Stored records

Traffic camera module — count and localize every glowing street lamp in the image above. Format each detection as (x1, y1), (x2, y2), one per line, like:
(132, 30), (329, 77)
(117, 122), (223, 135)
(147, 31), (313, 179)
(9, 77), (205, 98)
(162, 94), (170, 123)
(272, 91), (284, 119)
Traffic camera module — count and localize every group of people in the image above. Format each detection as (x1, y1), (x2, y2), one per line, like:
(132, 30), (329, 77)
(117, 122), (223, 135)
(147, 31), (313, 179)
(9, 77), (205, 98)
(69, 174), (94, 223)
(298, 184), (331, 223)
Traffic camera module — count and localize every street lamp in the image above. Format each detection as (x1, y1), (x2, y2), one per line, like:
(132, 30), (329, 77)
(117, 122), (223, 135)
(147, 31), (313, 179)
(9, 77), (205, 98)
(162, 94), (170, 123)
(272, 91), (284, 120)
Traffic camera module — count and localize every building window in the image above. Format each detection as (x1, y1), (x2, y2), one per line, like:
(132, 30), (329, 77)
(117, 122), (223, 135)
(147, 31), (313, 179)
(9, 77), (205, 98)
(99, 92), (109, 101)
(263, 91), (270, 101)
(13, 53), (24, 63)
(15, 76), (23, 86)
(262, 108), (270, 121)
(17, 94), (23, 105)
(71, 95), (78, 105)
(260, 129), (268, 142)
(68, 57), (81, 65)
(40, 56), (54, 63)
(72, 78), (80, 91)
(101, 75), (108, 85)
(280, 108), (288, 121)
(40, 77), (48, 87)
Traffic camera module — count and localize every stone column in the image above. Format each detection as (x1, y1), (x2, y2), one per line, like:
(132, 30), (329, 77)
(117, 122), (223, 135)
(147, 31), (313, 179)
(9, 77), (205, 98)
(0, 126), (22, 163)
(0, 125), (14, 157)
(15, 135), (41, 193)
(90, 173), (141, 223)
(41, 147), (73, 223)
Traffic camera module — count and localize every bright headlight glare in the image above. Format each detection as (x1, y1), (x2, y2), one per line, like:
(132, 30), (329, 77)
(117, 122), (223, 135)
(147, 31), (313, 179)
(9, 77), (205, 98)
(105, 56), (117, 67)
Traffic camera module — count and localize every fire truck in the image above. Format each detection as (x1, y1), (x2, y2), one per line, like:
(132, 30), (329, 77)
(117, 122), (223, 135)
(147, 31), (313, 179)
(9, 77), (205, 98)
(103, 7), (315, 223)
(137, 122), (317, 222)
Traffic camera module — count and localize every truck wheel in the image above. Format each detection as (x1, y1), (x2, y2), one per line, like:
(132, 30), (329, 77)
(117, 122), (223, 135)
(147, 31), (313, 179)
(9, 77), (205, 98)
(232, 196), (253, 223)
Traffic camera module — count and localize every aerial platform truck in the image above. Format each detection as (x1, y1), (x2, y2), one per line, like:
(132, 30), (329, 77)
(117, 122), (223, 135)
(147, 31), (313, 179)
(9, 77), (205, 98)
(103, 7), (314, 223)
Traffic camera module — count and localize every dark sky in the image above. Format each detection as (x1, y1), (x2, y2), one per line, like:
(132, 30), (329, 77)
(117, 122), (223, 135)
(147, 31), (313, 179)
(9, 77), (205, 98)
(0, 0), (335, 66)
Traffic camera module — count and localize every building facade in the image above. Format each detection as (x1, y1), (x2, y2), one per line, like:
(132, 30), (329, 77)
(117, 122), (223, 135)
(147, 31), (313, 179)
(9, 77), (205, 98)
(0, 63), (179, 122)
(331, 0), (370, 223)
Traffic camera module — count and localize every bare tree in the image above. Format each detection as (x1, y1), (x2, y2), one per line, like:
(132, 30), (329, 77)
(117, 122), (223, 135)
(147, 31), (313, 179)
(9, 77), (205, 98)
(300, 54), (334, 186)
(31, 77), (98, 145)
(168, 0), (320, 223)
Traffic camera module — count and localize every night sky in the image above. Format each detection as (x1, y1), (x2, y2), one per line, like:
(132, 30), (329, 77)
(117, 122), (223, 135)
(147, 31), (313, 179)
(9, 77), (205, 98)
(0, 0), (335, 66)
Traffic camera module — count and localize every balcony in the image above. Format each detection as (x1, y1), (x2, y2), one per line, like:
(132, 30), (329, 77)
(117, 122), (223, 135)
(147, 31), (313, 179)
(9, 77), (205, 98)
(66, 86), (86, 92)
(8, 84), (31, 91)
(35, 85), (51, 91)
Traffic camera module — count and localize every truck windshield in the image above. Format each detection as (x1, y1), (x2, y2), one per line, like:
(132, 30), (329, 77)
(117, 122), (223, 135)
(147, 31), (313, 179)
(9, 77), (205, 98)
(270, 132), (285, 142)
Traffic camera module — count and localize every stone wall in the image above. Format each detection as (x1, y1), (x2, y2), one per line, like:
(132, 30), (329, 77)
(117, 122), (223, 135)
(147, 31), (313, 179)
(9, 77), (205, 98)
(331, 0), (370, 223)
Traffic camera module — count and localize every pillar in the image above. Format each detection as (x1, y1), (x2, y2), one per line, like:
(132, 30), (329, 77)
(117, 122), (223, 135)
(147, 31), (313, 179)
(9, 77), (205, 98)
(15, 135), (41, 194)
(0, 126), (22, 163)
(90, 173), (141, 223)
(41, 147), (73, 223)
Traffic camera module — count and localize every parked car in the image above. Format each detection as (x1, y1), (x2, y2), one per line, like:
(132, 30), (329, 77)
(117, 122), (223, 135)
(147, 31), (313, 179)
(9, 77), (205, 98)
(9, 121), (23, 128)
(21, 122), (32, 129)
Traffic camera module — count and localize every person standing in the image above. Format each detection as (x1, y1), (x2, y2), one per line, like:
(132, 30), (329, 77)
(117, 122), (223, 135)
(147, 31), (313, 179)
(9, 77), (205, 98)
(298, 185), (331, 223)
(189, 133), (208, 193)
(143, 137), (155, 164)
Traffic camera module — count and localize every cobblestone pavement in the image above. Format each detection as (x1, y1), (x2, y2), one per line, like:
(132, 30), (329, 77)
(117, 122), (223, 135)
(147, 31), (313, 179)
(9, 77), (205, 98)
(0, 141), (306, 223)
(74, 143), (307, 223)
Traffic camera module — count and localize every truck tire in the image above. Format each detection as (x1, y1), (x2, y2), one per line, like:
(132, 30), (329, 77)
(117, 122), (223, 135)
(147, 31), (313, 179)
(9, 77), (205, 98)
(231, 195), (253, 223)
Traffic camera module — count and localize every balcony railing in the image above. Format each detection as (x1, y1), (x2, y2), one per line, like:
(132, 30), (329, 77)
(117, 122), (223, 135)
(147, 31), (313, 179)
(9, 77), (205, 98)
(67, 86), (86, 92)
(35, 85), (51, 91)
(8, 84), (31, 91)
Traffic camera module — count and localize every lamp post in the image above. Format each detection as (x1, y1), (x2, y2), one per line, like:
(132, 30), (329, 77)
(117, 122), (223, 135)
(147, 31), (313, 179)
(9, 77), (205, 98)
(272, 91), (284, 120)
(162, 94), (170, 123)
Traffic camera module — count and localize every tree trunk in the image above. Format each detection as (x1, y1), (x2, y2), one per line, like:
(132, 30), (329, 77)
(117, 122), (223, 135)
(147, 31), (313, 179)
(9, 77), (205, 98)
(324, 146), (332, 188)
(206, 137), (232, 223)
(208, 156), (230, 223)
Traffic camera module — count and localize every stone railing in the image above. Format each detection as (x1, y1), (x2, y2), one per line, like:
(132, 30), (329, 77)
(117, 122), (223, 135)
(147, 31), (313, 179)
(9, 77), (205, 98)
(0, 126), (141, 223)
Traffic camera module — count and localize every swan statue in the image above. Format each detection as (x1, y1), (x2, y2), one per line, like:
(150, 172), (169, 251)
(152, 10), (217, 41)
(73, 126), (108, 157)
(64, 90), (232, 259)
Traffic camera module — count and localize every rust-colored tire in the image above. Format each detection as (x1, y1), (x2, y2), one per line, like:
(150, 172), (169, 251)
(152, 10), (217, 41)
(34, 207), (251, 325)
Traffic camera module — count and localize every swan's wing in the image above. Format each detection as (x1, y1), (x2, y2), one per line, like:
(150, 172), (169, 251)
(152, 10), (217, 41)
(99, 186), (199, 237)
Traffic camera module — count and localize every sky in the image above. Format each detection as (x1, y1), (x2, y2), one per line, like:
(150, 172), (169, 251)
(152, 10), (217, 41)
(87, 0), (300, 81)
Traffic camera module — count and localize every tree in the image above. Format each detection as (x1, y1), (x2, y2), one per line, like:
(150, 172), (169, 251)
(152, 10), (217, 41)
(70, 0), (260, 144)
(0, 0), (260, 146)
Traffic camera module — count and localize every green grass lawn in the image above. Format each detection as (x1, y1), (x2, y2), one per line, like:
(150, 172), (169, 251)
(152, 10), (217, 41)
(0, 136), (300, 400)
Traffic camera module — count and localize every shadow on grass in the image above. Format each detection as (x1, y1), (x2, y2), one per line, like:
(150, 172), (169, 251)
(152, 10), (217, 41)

▸ Stated exercise: Select every line of the records that contains the string "swan", and copy each one out in full.

▸ Output for this exercise:
Traffic camera module — count and localize every swan statue in the image above. Format each detection as (x1, y1), (x2, y2), one per line, like:
Traffic camera module — count and localize every swan's wing in the image above. Format each detection as (x1, y1), (x2, y2), one per line, like:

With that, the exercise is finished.